* DESCRIPTION OF THE TASK *
Every record below is to be retyped exactly.

══════════════════════════════

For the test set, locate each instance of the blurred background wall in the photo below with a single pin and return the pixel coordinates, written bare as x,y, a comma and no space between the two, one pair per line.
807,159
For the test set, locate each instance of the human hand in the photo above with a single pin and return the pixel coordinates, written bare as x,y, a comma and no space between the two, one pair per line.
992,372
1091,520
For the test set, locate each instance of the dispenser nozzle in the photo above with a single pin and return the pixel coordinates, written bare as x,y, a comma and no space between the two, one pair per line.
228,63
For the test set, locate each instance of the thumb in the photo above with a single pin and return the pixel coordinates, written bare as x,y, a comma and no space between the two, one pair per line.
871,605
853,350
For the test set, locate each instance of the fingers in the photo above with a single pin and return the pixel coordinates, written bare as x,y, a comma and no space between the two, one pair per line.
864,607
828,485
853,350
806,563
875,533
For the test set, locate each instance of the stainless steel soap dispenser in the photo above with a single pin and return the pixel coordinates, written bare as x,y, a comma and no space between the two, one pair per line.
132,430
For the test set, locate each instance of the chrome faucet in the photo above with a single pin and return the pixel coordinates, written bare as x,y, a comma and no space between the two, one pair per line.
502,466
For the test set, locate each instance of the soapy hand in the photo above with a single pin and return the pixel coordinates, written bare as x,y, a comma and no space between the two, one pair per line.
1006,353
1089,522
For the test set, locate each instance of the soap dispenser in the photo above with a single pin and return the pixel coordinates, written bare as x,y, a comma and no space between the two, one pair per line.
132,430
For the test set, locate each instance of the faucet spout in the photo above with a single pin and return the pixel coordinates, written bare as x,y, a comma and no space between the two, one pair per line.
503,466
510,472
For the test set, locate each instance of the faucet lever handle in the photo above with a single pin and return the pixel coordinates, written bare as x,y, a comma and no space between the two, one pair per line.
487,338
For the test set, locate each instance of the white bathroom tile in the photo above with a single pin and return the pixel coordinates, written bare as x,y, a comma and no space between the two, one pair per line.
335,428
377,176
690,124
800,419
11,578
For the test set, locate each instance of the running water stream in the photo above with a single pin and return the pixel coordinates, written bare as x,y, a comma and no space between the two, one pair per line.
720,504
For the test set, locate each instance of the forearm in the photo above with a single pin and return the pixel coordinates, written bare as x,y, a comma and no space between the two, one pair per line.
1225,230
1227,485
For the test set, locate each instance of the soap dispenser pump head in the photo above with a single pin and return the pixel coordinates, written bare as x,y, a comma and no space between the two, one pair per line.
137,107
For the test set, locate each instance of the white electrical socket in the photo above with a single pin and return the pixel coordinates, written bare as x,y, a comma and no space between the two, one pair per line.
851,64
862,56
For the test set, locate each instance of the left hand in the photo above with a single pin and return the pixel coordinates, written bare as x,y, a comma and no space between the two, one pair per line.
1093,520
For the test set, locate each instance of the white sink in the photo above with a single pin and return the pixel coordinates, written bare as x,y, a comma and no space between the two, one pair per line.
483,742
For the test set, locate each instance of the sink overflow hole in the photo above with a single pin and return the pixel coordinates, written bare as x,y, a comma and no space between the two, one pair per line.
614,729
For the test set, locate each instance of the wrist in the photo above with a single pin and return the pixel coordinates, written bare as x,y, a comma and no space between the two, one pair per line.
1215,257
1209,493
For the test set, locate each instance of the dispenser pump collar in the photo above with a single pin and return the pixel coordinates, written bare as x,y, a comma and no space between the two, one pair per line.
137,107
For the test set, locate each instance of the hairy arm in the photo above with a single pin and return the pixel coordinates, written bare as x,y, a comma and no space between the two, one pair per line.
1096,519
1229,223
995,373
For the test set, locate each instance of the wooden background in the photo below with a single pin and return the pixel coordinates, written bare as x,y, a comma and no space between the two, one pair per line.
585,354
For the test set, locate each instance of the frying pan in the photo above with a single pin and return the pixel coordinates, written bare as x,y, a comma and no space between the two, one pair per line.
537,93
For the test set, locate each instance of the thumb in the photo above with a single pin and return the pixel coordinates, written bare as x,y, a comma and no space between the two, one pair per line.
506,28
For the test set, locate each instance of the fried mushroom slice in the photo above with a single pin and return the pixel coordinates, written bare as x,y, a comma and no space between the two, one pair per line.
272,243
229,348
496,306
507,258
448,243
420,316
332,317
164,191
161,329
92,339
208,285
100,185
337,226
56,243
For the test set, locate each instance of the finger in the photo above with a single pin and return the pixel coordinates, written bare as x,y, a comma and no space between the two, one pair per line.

══════════════════════════════

* EXERCISE RESPONSE *
For the test set, locate each instance of the blurred background wall in the photo below with a single pin and return the pixel coordinates, written bare as x,y, a comma and no space between the two, one pair per line.
807,159
For the test set, locate each instance of the human hand in the photo above with a single pin and return the pixel coordinates, written bare as x,y, a comma and no space between the two, one pair per line.
992,372
1091,520
For the test set, locate each instance of the dispenser nozzle in the photo above with a single pin and return the pixel coordinates, written bare as x,y, a comma and no space between the two, one pair per line.
228,63
For the test set, locate each instance of the thumb in the photo above with a single pin and return the pixel coordinates, written bare as x,y, a comma and no space between the two, one pair per line.
871,605
853,350
For the test set, locate each instance of the fingers in the photo above with a single pin and return the pixel coordinates, written bare as x,y, a comma and no space between the two, one pair per line.
864,607
828,485
853,350
806,563
875,533
For the test set, locate each instance of the stainless steel soap dispenser in the photo above with a single pin and return the pixel coordinates, written bare as x,y, a comma and no space between the two, one pair per line.
132,430
For the test set, locate each instance of the chrome faucet in the photo above with a single pin and return the pixel coordinates, written bare as x,y, a comma and no space between the two, one pair per line.
502,466
For the test set, locate each instance of the soapy hand in the photo above with a single pin and return the pixel coordinates, written bare as x,y, a comma and no space between the two, one pair per line.
1006,353
1089,522
For the test set, locate each instance of the soap dispenser in the photo above with a single pin and return the pixel coordinates, written bare as x,y, a comma and no space between the two, one pair per line.
132,430
For the test set, locate each instance of the faucet spout in the photo above with a single pin and return the pixel coordinates, written bare as x,y, a comma and no space between the two, one pair per line.
503,466
510,472
For the test set, locate each instance of the faucet lever handle in the photo above with a single pin and return the pixel coordinates, written bare as x,y, a comma and no space between the two, one pair per line.
487,338
For the test set, locate each instance of the white bathroom tile in the photo above with a single pin and return the pixel coordinates, written bare as x,y, a comma and no space between the two, one pair per line.
335,428
377,176
690,124
800,419
11,578
For the test set, locate each instance of the running water stream in the photo above with a single pin and return the pixel coordinates, written bare as x,y, a comma and no space between the two, one pair per line.
720,504
For the test set, locate each instance of the forearm in the photo above with a single pin and return the pixel coordinates, written bare as x,y, a comma and no space between the two, one pair per line.
1225,230
1227,485
For the test set, locate each instance of the soap dispenser pump head in the photo above with a single pin and return the pixel coordinates, written bare as x,y, a comma and no space between the two, one pair per line.
137,107
For the test set, locate each instance of the white electrical socket in the photo above with a single pin and return the pixel coordinates, written bare as x,y, a comma and no space between the two, one pair per line.
851,64
862,56
For the test set, locate each instance of the left hand in the photo above with a single pin and return the pixel coordinates, written bare as x,y, a comma and no space between the two, one pair per line.
1093,520
For the test set, locate each instance of the white sink in the photo above with a single pin and return the pixel coordinates, written bare as x,y, a comma and no space between the two, one pair per line.
483,742
For the test set, locate each instance of the sink overflow hole in the photo above with a single pin and return the pixel coordinates, written bare as x,y, a comma and no space between the two, one pair per line.
614,729
For the test set, locate each instance of the wrist in the photo above with a single pin and return the pixel coordinates, written bare as x,y, a comma and no space between the two, one pair per line.
1215,257
1209,493
For the test set, locate each instance of the dispenser pump collar in the photo above with a single pin and return the pixel coordinates, written bare as x,y, a comma and no space between the two, one pair per line.
137,107
For the test set, locate each instance of the hairy arm in the photo above with a single pin and return the pixel coordinates, written bare as x,y, a comma and no space between the two, one pair per line.
1096,519
1229,223
995,373
For the test set, locate each instance of the wooden background in the photo below with a single pin and return the pixel coordinates, written bare as x,y, a comma and no space between the two, one pair per line.
585,354
For the test set, locate each instance of the frying pan in the photo above with a single pin and return the pixel coordinates, written bare as x,y, a comma and no space between the two, one pair per line.
537,93
For the test set, locate each instance of the thumb in the photo above with a single pin and return the pixel coordinates, written bare as x,y, a comma and no space between the two, one pair per line.
506,28
For the test set, locate each instance of the fried mushroom slice in the photo above with a single pin and return the pixel coordinates, written bare as x,y, a comma and no space between the two, one pair per line.
272,243
229,348
496,306
507,258
448,243
420,316
332,317
164,191
161,329
92,339
208,285
100,185
337,226
56,243
For the test set, locate each instance of the finger in the photo above with a single pin and return the pixel coordinates, written bare as x,y, a comma and no space between the two, one pair per line.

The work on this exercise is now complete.